### TEXTAUSSCHNITT
%%

Den ersten bleibenden Eindruck hinterließ Amerikas neue First Lady am Tag nach der Amtseinführung ihres Gatten. Jill Biden hatte wie viele mit Kopfschütteln registriert, dass Tausende zur Sicherung der Inauguration nach Washington abkommandierte Nationalgardisten in Hauptstadt-Tiefgaragen auf dem Boden schlafen mussten. Weil das Pentagon keine Vorkehrungen getroffen hatte.

Als Stiefmutter des 2015 an einem Hirntumor gestorbenen Soldaten Beau Biden, Sohn des Präsidenten aus der Ehe mit seiner ersten Frau Neilia – sie kam bei einem Autounfall ums Leben –, beauftragte Jill Biden am Protokoll vorbei die White-House-Bäckerei mit der Herstellung Dutzender Kekse.

Sie ließ sie mit rot-weiß-blauen Schleifen verzieren und verteilte sie persönlich bei einer unangekündigten Visite am Kapitol an verfrorene Soldaten. „Ich wollte Ihnen heute nur Danke dafür sagen, dass Sie mich und meine Familie beschützen“, sagte Jill Biden bei frostigen Temperaturen und zauberte den Empfängern ein Lächeln auf die Gesichter.

Jill Biden wirkt wie das Gegenstück zu Melania Trump

Die kleine Geste steht prototypisch für die ersten Monate, in denen Jill Biden, die heute 70 Jahre alt wird, nach vier Jahren mit Vorgängerin Melania Trump Tag für Tag ein Rollenverständnis vorlebt, das sich an Kriterien orientiert, die lange verschüttet schienen: Herzenswärme, Nahbarkeit, Bodenständigkeit.

%%

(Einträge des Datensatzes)
%%

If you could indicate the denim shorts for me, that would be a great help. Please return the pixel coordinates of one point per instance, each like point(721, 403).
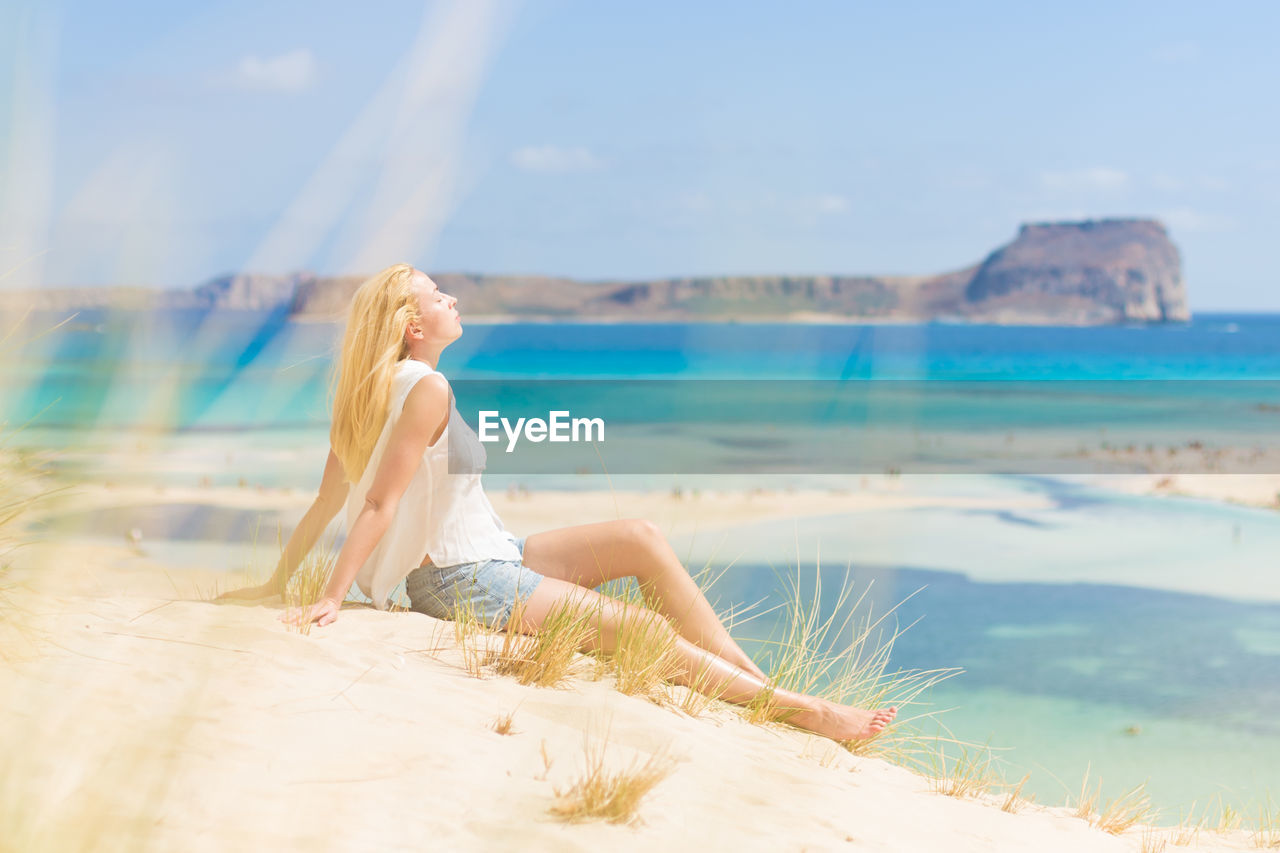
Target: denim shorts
point(488, 588)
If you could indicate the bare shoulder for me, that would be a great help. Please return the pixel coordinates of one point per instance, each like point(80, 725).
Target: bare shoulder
point(428, 398)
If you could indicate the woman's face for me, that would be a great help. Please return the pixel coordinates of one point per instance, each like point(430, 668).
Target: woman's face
point(439, 319)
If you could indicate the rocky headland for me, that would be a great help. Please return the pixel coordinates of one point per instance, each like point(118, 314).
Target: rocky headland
point(1063, 273)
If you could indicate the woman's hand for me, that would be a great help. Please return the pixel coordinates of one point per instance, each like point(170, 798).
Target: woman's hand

%%

### WAS ZU TUN IST
1 > Schreiben Sie aus dem Textausschnitt alles von „Die kleine Geste“ bis hinunter zu „Herzenswärme, Nahbarkeit, Bodenständigkeit.“ wortgetreu ab.
2 > Nennen Sie alle Kriterien, an denen sich laut Textausschnitt das Rollenverständnis von Jill Biden orientiert.

### LÖSUNGEN
1 >
Die kleine Geste steht prototypisch für die ersten Monate, in denen Jill Biden, die heute 70 Jahre alt wird, nach vier Jahren mit Vorgängerin Melania Trump Tag für Tag ein Rollenverständnis vorlebt, das sich an Kriterien orientiert, die lange verschüttet schienen: Herzenswärme, Nahbarkeit, Bodenständigkeit.

2 > Herzenswärme, Nahbarkeit, Bodenständigkeit